━━━━━ SOURCE MATERIAL

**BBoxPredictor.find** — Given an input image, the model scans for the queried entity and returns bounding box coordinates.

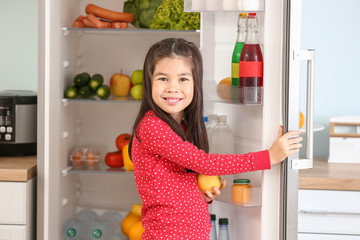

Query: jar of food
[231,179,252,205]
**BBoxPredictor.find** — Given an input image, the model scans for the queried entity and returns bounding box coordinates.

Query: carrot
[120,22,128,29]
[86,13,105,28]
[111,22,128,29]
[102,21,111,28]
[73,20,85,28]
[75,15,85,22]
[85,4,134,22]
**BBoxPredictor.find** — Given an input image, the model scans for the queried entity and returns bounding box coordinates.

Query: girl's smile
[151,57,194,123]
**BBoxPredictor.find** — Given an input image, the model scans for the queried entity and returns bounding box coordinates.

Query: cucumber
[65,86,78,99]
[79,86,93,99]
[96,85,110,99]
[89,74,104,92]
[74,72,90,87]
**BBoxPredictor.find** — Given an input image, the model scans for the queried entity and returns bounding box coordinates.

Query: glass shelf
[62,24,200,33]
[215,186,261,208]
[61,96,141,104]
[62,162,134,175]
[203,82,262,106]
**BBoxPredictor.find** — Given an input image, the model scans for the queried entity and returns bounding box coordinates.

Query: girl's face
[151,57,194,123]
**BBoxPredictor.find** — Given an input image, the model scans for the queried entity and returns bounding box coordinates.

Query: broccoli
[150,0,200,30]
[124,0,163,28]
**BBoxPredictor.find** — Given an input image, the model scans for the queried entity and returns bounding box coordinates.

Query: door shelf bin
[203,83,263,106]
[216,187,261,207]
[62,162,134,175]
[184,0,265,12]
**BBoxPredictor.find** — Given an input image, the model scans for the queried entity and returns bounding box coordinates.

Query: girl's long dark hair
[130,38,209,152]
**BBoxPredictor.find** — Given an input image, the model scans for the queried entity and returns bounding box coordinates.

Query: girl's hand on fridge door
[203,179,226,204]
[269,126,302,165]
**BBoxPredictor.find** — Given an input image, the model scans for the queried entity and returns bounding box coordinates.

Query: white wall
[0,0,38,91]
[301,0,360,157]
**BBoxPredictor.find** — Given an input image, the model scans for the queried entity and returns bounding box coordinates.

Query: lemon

━━━━━━━━━━

*EXERCISE GOAL:* Give every line of the listing above as a JSON list of strings, one string per line, leaving out blank lines and the picture.

*RESULT:*
[
  "**BBoxPredictor.find** — Given an input image, the model scans for the queried entity and returns bounding box coordinates.",
  "Query: jar of food",
  "[231,179,252,205]",
  "**BBoxPredictor.find** — Given an input image, the model scans for the queried entity and returns bounding box coordinates.",
  "Query: carrot",
  "[120,22,128,29]",
  "[86,13,105,28]",
  "[111,22,128,29]",
  "[102,21,111,28]",
  "[73,20,85,28]",
  "[75,15,85,22]",
  "[85,4,134,22]",
  "**BBoxPredictor.find** — Given an input image, the model scans for the queried entity and returns bounding box coordinates.",
  "Query: girl's smile",
  "[151,57,194,123]",
  "**BBoxPredictor.find** — Given an input image, the model scans for the queried entity and returns bounding box coordinates.",
  "Query: cucumber",
  "[65,86,78,99]",
  "[79,86,93,99]",
  "[96,85,110,99]",
  "[89,74,104,92]",
  "[74,72,90,87]",
  "**BBoxPredictor.find** — Given an input image, the model scans for the queried entity and returns bounding box coordinates.",
  "Query: glass shelf",
  "[62,24,200,33]",
  "[215,186,261,208]",
  "[61,96,141,104]",
  "[62,162,134,175]",
  "[203,82,262,106]",
  "**BBoxPredictor.find** — Given an input image, the model scans for the queried entity and returns bounding box coordinates.",
  "Query: girl's face",
  "[151,57,194,123]",
  "**BBoxPredictor.find** — Given an input image, the model scans for the queried entity and returns bounding box coordinates.",
  "Query: broccoli",
  "[150,0,200,30]",
  "[124,0,163,28]",
  "**BBoxPredictor.find** — Given an input image, the model scans for the queried entity and returns bounding box coordinates.",
  "Query: door shelf bin",
  "[203,83,263,106]",
  "[216,187,261,207]",
  "[62,162,134,175]",
  "[184,0,265,12]",
  "**BBoxPredictor.find** — Given an input image, the model scans for the queried entity and returns bounding box coordinates.",
  "Query: girl's long dark hair",
  "[130,38,209,152]",
  "**BBoxPredictor.find** — Given an input image, the model scans for the queried entity and returns bounding box coordinates.",
  "Query: girl's hand on fridge door",
  "[203,179,226,204]",
  "[269,126,302,165]",
  "**BBoxPredictor.find** — Given an input image, the model scans for the queried entity and returns bounding box coordinates.",
  "Query: white wall",
  "[0,0,38,91]",
  "[301,0,360,157]",
  "**BBoxPredictor.find** — Given an input image, the model scans for the queried entity and returns bounding box coordinates.",
  "Query: lemon"
]